BEGIN MATERIAL SUPPLIED
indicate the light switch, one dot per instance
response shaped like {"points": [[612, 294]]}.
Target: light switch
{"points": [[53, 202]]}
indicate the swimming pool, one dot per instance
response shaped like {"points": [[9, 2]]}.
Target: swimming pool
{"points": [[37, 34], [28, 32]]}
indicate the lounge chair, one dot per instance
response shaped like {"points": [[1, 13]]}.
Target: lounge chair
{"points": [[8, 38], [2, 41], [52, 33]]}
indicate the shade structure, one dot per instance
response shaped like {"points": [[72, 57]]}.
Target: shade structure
END MATERIAL SUPPLIED
— WHAT IS ASKED —
Reproduce every line of the records, requests included, and add -77 to each point coordinate in the answers.

— SOLUTION TO THIS EXERCISE —
indicate the light switch, one dot per instance
response shaped like {"points": [[612, 294]]}.
Target: light switch
{"points": [[-24, 125]]}
indicate the swimming pool, one dot per instance
response shaped like {"points": [[9, 2]]}.
Target: swimming pool
{"points": [[-40, -43], [-49, -45]]}
indicate the lounge chair, one dot per instance
response shaped like {"points": [[1, 13]]}.
Target: lounge chair
{"points": [[-69, -39], [-75, -36], [-25, -44]]}
indicate the shade structure, one dot per instance
response shaped like {"points": [[72, 57]]}.
Target: shade structure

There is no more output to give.